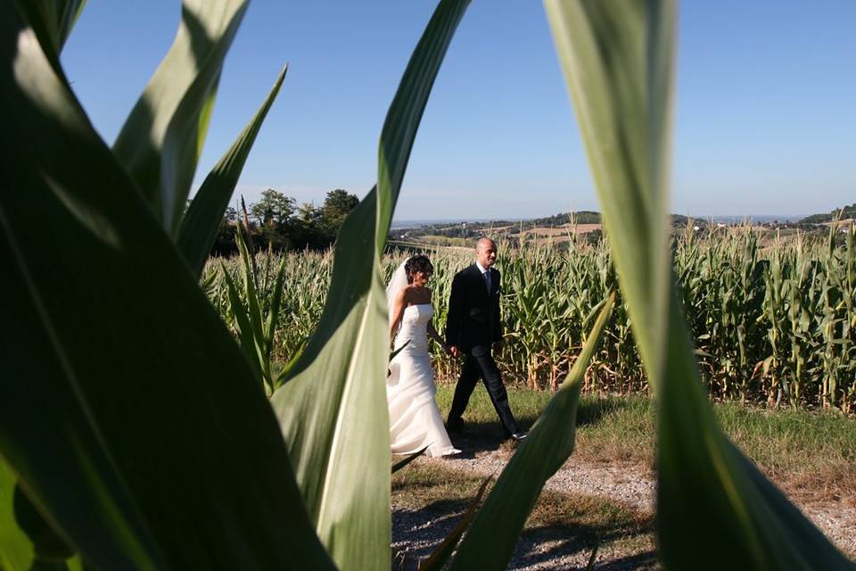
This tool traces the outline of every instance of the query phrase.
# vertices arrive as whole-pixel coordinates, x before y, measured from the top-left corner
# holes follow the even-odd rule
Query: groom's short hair
[[[417,271],[429,274],[434,271],[434,266],[431,263],[428,256],[420,253],[413,256],[404,263],[404,272],[407,275],[408,284],[413,283],[413,276]]]

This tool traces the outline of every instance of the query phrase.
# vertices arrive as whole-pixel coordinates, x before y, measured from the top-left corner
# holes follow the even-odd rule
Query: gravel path
[[[511,458],[507,446],[497,450],[467,451],[460,458],[424,459],[419,461],[441,463],[444,469],[461,470],[488,476],[498,474]],[[616,466],[582,463],[572,458],[551,477],[545,489],[604,498],[637,510],[653,512],[654,475],[639,465]],[[840,550],[851,558],[856,556],[856,509],[840,502],[811,502],[797,505]],[[407,561],[396,568],[416,568],[415,561],[430,554],[451,530],[460,517],[459,510],[425,509],[412,510],[393,504],[393,548],[407,554]],[[528,533],[520,541],[509,569],[582,569],[590,550],[556,529]],[[615,549],[605,542],[597,554],[597,569],[660,568],[651,537],[631,543],[630,548]]]

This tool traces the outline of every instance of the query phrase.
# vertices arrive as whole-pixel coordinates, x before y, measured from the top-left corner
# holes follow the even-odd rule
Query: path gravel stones
[[[424,459],[420,462],[441,463],[451,472],[488,476],[498,474],[511,458],[507,445],[496,450],[466,450],[455,459]],[[454,477],[454,476],[451,476]],[[619,502],[632,509],[653,512],[656,482],[647,467],[639,465],[592,464],[571,459],[550,478],[545,488],[557,492],[588,495]],[[852,559],[856,557],[856,509],[841,502],[797,502],[808,516],[839,549]],[[395,568],[416,568],[419,558],[428,556],[454,528],[460,511],[442,507],[413,510],[393,504],[393,549],[404,557]],[[517,543],[509,569],[583,569],[591,555],[567,534],[556,529],[529,533]],[[605,545],[597,558],[597,569],[656,569],[653,540],[634,542],[630,549]]]

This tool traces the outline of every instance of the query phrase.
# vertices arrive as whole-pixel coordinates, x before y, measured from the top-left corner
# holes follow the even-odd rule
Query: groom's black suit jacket
[[[455,274],[446,319],[446,344],[470,351],[502,339],[499,319],[499,272],[490,272],[490,293],[475,264]]]

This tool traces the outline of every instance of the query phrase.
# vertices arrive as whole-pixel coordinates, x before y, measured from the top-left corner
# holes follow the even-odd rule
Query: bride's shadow
[[[577,409],[577,426],[585,426],[597,424],[603,417],[620,409],[625,408],[626,400],[603,398],[597,400],[586,399],[580,403]],[[538,416],[534,414],[521,414],[517,416],[517,424],[522,430],[529,432]],[[498,419],[492,421],[467,421],[464,415],[465,431],[463,433],[449,431],[449,436],[452,444],[461,451],[456,458],[474,458],[479,452],[497,450],[514,451],[516,443],[506,437]]]

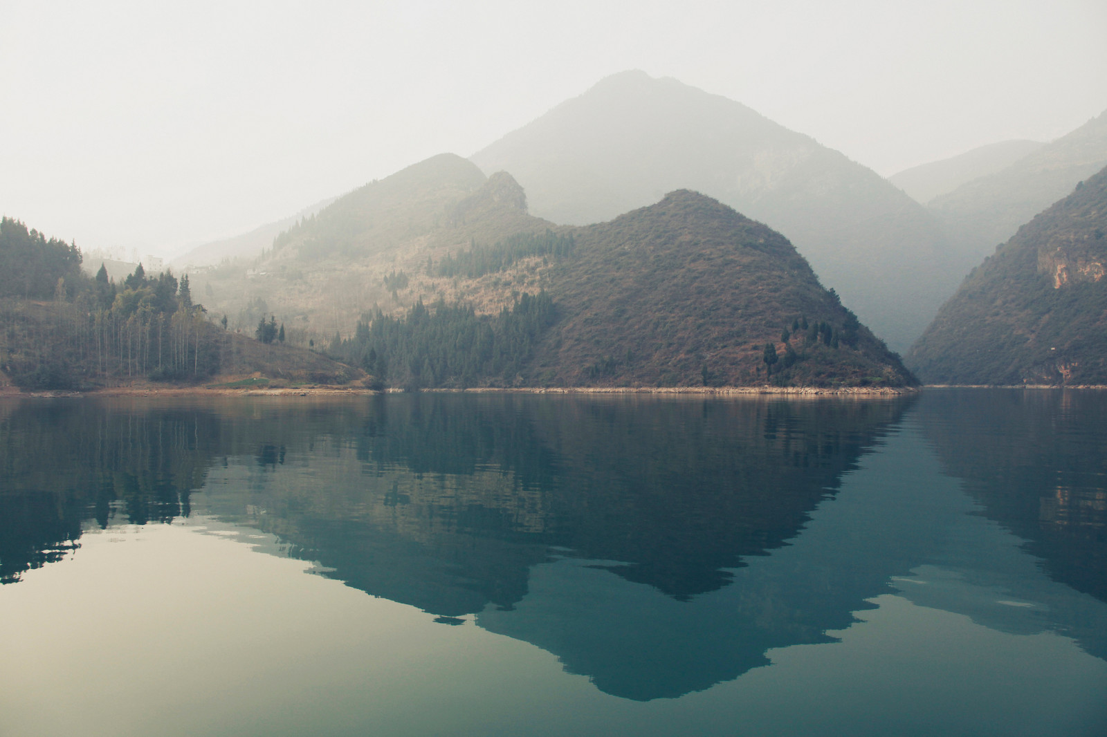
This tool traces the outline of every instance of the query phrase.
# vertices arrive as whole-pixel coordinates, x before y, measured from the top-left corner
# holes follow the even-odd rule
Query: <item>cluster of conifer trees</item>
[[[476,279],[486,273],[503,271],[516,261],[532,256],[569,256],[573,245],[572,236],[561,236],[552,230],[519,233],[492,246],[483,246],[473,240],[464,251],[451,253],[437,264],[432,263],[430,272],[435,277]]]
[[[555,313],[545,291],[524,293],[494,316],[442,299],[430,308],[420,300],[400,318],[380,309],[364,315],[353,338],[335,335],[329,352],[360,364],[382,383],[406,388],[510,386]]]
[[[76,243],[46,239],[12,218],[0,219],[0,295],[30,300],[54,297],[58,280],[72,289],[81,277]]]
[[[3,220],[0,264],[17,271],[0,276],[0,359],[15,383],[80,388],[105,380],[200,377],[218,367],[218,330],[193,303],[187,276],[147,278],[139,264],[117,286],[103,266],[94,279],[84,276],[81,260],[75,245]]]

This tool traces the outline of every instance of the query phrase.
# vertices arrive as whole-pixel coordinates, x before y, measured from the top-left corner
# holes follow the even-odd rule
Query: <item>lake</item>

==================================================

▶ _Goal_: Return each line of the entries that contains the word "path".

▶ _Exercise response_:
Query: gravel path
Query: path gravel stones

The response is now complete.